═══ Raw records

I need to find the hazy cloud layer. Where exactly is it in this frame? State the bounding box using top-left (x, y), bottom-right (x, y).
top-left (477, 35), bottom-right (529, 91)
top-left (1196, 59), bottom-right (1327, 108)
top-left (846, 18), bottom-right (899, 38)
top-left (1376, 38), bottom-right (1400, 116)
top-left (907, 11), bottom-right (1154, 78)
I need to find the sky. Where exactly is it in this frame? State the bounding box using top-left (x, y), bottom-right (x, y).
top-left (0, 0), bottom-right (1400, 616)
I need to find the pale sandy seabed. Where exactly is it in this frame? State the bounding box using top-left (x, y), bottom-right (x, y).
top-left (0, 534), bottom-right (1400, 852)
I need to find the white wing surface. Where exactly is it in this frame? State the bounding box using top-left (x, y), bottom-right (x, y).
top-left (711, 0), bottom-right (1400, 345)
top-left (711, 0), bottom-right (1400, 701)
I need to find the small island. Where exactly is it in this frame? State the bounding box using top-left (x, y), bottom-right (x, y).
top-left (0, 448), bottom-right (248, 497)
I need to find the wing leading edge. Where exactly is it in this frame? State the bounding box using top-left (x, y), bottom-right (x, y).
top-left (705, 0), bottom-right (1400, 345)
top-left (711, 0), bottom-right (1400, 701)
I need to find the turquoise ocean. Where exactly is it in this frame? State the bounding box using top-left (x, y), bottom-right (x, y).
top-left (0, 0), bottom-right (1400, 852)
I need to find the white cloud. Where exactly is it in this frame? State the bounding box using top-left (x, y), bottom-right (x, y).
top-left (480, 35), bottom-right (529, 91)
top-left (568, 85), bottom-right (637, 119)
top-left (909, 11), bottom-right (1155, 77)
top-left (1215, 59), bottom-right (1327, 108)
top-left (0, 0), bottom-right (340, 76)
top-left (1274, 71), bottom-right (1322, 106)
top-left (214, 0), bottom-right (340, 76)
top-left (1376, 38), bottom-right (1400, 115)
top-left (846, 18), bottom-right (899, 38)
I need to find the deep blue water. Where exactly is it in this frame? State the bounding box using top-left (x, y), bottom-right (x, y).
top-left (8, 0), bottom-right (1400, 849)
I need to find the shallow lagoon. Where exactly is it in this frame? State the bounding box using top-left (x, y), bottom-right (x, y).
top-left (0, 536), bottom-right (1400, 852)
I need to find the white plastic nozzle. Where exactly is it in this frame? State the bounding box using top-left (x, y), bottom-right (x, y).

══════

■ Exercise goal ■
Turn all of the rows above into a numbered list, one line per number, and leave out any blank lines.

■ In response ■
1. I need to find the hazy cloud layer. Where exactly is it in this frame? State the bounding box using top-left (x, y), bottom-right (x, y).
2. top-left (477, 35), bottom-right (529, 91)
3. top-left (1196, 59), bottom-right (1327, 108)
4. top-left (846, 18), bottom-right (899, 38)
5. top-left (1376, 38), bottom-right (1400, 116)
6. top-left (907, 11), bottom-right (1154, 78)
7. I need to find the sky. Where exactly is it in this frame? State the bounding box using top-left (x, y), bottom-right (x, y).
8. top-left (0, 0), bottom-right (1400, 616)
9. I need to find the pale sandy seabed. Where exactly is it in this frame? State the bounding box using top-left (x, y), bottom-right (x, y).
10. top-left (0, 534), bottom-right (1400, 852)
11. I need to find the white wing surface. Where exactly is it in this frame? State the bounding box using top-left (x, y), bottom-right (x, y).
12. top-left (711, 0), bottom-right (1400, 345)
13. top-left (711, 0), bottom-right (1400, 701)
14. I need to find the small island. Where exactly is it in this frame? State the bounding box using top-left (x, y), bottom-right (x, y).
15. top-left (0, 448), bottom-right (248, 497)
16. I need to find the wing leading edge. Where exactly is it in this frame? State the bounding box using top-left (x, y), bottom-right (x, y).
17. top-left (705, 0), bottom-right (1400, 345)
18. top-left (711, 0), bottom-right (1400, 701)
19. I need to find the turquoise ocean. Where exactly is it in this frame? State the bounding box using top-left (x, y), bottom-right (x, y).
20. top-left (0, 0), bottom-right (1400, 852)
21. I need to find the white cloud. Where exactly is it in this frame? State the bounding box using top-left (x, y), bottom-right (x, y).
22. top-left (480, 35), bottom-right (529, 91)
23. top-left (568, 85), bottom-right (637, 119)
24. top-left (909, 11), bottom-right (1155, 77)
25. top-left (1215, 59), bottom-right (1327, 108)
26. top-left (0, 0), bottom-right (340, 76)
27. top-left (1274, 71), bottom-right (1322, 106)
28. top-left (214, 0), bottom-right (340, 76)
29. top-left (1376, 38), bottom-right (1400, 115)
30. top-left (846, 18), bottom-right (899, 38)
31. I need to find the deep blue water. Where exactly is it in this frame? State the bounding box using top-left (x, y), bottom-right (x, y).
32. top-left (8, 0), bottom-right (1400, 849)
33. I need to find the shallow lagoon. Where exactly is it in this frame? State the bounding box using top-left (x, y), bottom-right (x, y).
34. top-left (0, 536), bottom-right (1400, 852)
35. I need to find the white plastic nozzle. Where exactly is it in this frame? State the bounding box using top-left (x, y), bottom-right (x, y).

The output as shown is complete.